* **Requirements**
Reproduce the material below line for line without changing anything, and leave the pictures out.

* **Entries shown**
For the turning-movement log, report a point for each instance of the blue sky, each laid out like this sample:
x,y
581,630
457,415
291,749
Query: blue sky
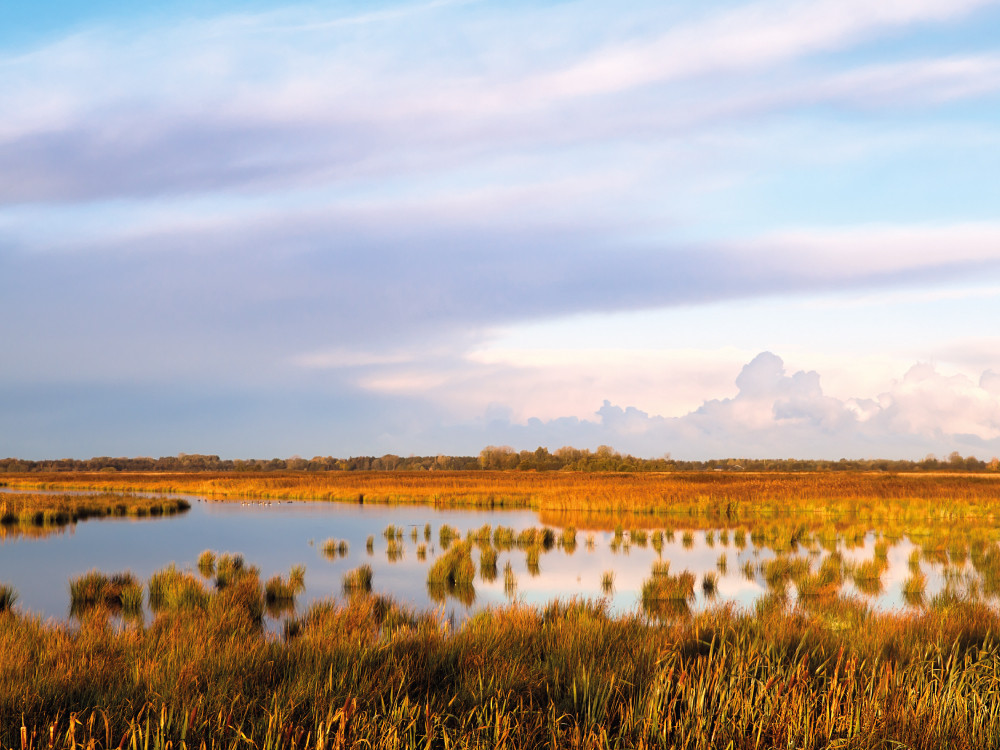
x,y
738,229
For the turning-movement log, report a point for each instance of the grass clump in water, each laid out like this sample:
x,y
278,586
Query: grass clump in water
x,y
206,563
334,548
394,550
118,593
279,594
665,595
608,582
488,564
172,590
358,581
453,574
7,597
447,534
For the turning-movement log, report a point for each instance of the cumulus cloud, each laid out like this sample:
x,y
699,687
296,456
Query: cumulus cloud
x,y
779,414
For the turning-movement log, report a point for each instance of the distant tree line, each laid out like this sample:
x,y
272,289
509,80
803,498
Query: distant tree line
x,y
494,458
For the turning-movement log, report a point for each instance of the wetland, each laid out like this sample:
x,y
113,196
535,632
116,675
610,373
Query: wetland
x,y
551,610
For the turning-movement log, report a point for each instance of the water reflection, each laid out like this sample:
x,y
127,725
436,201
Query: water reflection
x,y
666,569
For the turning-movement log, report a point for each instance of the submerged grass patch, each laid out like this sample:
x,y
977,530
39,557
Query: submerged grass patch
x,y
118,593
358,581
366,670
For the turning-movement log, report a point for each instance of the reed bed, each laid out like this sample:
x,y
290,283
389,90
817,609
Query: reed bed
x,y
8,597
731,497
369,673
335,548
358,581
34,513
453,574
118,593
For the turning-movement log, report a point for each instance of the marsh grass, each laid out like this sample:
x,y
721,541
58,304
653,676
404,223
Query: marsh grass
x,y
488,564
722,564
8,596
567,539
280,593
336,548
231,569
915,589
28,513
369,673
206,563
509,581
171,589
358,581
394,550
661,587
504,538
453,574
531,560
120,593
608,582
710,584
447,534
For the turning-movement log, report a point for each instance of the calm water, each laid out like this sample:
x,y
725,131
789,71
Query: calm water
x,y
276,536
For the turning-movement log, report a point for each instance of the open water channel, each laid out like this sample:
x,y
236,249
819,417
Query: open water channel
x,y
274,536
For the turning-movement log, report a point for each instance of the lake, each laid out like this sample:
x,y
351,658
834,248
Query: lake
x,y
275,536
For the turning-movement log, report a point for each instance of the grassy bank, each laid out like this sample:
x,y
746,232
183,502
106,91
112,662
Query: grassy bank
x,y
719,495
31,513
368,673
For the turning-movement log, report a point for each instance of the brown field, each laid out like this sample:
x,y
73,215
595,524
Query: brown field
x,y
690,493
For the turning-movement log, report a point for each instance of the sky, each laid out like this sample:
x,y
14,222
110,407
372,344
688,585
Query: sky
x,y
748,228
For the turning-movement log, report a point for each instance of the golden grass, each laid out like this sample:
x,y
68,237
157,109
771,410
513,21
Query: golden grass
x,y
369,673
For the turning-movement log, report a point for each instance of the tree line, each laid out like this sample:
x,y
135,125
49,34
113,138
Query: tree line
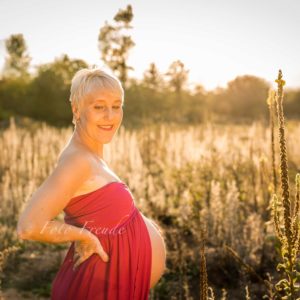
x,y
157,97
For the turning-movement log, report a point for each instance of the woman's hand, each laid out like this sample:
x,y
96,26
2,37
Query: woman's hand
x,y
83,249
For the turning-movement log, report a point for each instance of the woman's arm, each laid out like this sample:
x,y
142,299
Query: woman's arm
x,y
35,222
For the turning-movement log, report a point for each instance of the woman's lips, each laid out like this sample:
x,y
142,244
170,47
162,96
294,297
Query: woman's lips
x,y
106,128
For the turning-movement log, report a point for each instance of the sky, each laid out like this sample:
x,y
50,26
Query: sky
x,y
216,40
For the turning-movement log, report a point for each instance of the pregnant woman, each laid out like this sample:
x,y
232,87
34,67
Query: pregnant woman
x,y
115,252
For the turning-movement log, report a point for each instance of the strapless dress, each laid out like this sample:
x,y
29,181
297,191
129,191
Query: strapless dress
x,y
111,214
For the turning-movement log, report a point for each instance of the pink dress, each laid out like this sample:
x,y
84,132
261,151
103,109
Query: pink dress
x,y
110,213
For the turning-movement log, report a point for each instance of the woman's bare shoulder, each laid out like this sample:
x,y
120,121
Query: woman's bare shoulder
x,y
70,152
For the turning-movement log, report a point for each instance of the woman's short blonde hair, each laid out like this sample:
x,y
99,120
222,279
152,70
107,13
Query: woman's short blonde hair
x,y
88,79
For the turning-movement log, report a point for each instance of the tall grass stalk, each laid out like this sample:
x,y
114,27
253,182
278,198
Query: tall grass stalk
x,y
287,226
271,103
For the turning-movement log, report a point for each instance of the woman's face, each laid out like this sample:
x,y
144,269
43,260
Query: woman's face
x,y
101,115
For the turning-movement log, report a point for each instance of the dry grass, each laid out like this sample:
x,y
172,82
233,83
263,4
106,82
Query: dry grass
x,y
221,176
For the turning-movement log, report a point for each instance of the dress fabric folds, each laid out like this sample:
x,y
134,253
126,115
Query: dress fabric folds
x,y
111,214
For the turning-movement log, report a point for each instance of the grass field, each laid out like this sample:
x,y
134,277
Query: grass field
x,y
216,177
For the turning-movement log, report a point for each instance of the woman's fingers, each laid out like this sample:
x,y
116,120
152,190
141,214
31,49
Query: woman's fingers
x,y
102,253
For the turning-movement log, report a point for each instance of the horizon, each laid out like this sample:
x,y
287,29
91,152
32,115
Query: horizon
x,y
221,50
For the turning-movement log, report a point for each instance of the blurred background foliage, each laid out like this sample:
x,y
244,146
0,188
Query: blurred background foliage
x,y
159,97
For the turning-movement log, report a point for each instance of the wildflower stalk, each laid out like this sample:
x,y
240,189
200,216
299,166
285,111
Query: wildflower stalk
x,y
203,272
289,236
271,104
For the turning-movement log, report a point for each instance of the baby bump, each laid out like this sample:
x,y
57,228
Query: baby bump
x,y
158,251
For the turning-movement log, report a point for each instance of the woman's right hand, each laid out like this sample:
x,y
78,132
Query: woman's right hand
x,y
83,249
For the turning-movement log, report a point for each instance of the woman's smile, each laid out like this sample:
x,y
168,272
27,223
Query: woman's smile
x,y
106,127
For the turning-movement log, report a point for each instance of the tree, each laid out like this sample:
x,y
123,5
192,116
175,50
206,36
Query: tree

* **Result of this exercise**
For the turning-movement log, report a point for each instance of the blue sky, each laid out like this sample:
x,y
581,630
457,415
291,749
Query: blue sky
x,y
738,229
For the turning-movement log, report a point for each instance of the grass clump in water, each laid out like this sample:
x,y
278,586
Query: grass clump in water
x,y
206,563
334,548
394,550
118,593
279,594
665,595
608,582
488,564
172,590
358,581
453,574
7,597
447,534
For the turning-movement log, report a point for each instance of the cumulus cloud, each laid out like this sample:
x,y
699,687
296,456
Query: cumulus cloud
x,y
779,414
For the turning-movement log, report a point for each instance of the distant tree line, each laid out like this sample:
x,y
272,289
509,80
803,498
Query: distant tree line
x,y
494,458
For the turning-movement log, report a point for each instance of the wetland, each laid out like this sample:
x,y
113,196
535,632
116,675
610,373
Query: wetland
x,y
551,610
For the turning-movement log, report a point for each instance of the water reflection, each laid out like this sample:
x,y
127,725
436,201
Query: water reflection
x,y
666,569
For the turning-movement log, report a point for each instance of the submerged grass patch, each laid out like this sample:
x,y
977,530
39,557
Query: submerged grass patch
x,y
118,593
358,581
366,670
For the turning-movement log, report a point for each instance of the reed bed, each laid out like this sample:
x,y
290,283
389,90
817,609
Query: reed bed
x,y
8,597
731,497
369,673
335,548
358,581
34,513
453,574
118,593
For the turning-movement log, report a point for each instance of the marsh grass, each laid out like this sample:
x,y
721,541
58,304
653,676
404,223
Query: marsh grass
x,y
488,564
722,564
8,596
567,539
280,593
336,548
231,569
915,589
28,513
369,673
206,563
509,581
171,589
358,581
394,550
661,587
504,538
453,574
531,560
120,593
608,582
710,584
447,534
For the turning-movement log, report a point for each instance of the calm water, each laid out like this sample:
x,y
725,131
789,71
Query: calm water
x,y
276,536
For the turning-movement log, report a point for each instance of the open water channel, each laid out like this sample:
x,y
236,249
819,417
Query: open water channel
x,y
274,536
For the turning-movement log, report a point for each instance of the lake, each laid out like this sample:
x,y
351,658
834,248
Query: lake
x,y
275,536
For the turning-movement log, report a point for each instance of the grassy bank, each laid out like this sample:
x,y
746,232
183,502
106,91
112,662
Query: grassy bank
x,y
719,495
31,513
368,673
For the turning-movement log, report a point for each instance of the brown field, each laid out like this sample:
x,y
73,215
595,524
Query: brown field
x,y
690,493
For the turning-movement log, report a point for each instance of the sky, each laid out like this sample:
x,y
14,222
110,407
372,344
688,585
Query: sky
x,y
748,228
For the turning-movement log, report a point for each instance of the golden grass, each laid out like this sample:
x,y
68,237
157,109
771,410
513,21
Query: golden grass
x,y
369,673
For the turning-movement log, report a point for each instance of the tree line, each laid out like this sample:
x,y
135,125
49,34
113,138
Query: tree line
x,y
157,97
For the turning-movement log, report a point for each instance of the woman's hand, each laid out like this sample:
x,y
96,26
2,37
Query: woman's hand
x,y
83,249
For the turning-movement log, report a point for each instance of the woman's arm, each laid out like this sample:
x,y
142,299
Query: woman's arm
x,y
35,222
For the turning-movement log, report a point for each instance of the woman's lips, each laid out like this sample:
x,y
142,244
170,47
162,96
294,297
Query: woman's lips
x,y
106,128
For the turning-movement log, report a point for each instance of the sky, each laid out like this sample:
x,y
50,26
Query: sky
x,y
216,40
For the turning-movement log, report a point for each instance of the pregnant woman, each laid out like this sample:
x,y
232,87
34,67
Query: pregnant woman
x,y
115,252
For the turning-movement log, report a point for each instance of the strapless dress, each laid out like this sample:
x,y
29,181
297,191
129,191
Query: strapless dress
x,y
111,214
For the turning-movement log, report a point for each instance of the pink dress, each laid out like this sample:
x,y
84,132
261,151
103,109
Query: pink dress
x,y
110,213
For the turning-movement log, report a point for each instance of the woman's bare shoulder, each laid out like this sample:
x,y
120,121
Query: woman's bare shoulder
x,y
70,152
For the turning-movement log, report a point for each instance of the woman's short blonde hair, each laid out like this sample:
x,y
99,120
222,279
152,70
107,13
Query: woman's short blonde hair
x,y
88,79
For the turning-movement log, report a point for each instance of the tall grass stalk, each laid out like this sample:
x,y
114,27
253,182
278,198
Query: tall grass stalk
x,y
287,226
271,103
For the turning-movement log, report a point for each instance of the woman's face, each laid out like this sample:
x,y
144,269
43,260
Query: woman's face
x,y
101,115
For the turning-movement log, report a point for each instance of the dry grass, each laid out like this sample:
x,y
172,82
233,83
263,4
106,82
Query: dry grass
x,y
221,176
For the turning-movement log, report a point for each instance of the dress fabric folds, each laid out like this sample:
x,y
134,253
126,115
Query: dress fabric folds
x,y
111,214
For the turning-movement log, report a point for each instance of the grass field, each laid out like this sample:
x,y
134,277
Query: grass field
x,y
216,177
For the turning-movement log, report a point for each instance of the woman's fingers, each laid out like this sample:
x,y
116,120
152,190
141,214
31,49
Query: woman's fingers
x,y
102,253
For the turning-movement log, report a point for each instance of the horizon, each laid out like this sample:
x,y
287,29
91,152
32,115
Query: horizon
x,y
221,50
For the turning-movement log, report a point for each instance of the blurred background foliage, each laid out like this sample:
x,y
244,146
0,188
Query: blurred background foliage
x,y
159,97
For the turning-movement log, report a point for each instance of the wildflower stalk, each laid out like this sample:
x,y
240,189
200,216
299,166
285,111
Query: wildflower stalk
x,y
203,272
289,236
271,104
For the turning-movement log, report a point for each instance of the baby bump, each laid out like this sample:
x,y
57,228
Query: baby bump
x,y
158,251
For the turning-movement log, report a point for each instance of the woman's right hand, each laid out like this sample:
x,y
78,132
Query: woman's right hand
x,y
83,249
For the turning-movement log, report a point for each instance of the woman's smile, each laid out like this sample:
x,y
168,272
27,223
Query: woman's smile
x,y
106,127
For the turning-movement log, report a point for each instance of the tree, each laid out like this sample:
x,y
123,5
192,116
175,50
206,36
Query: tree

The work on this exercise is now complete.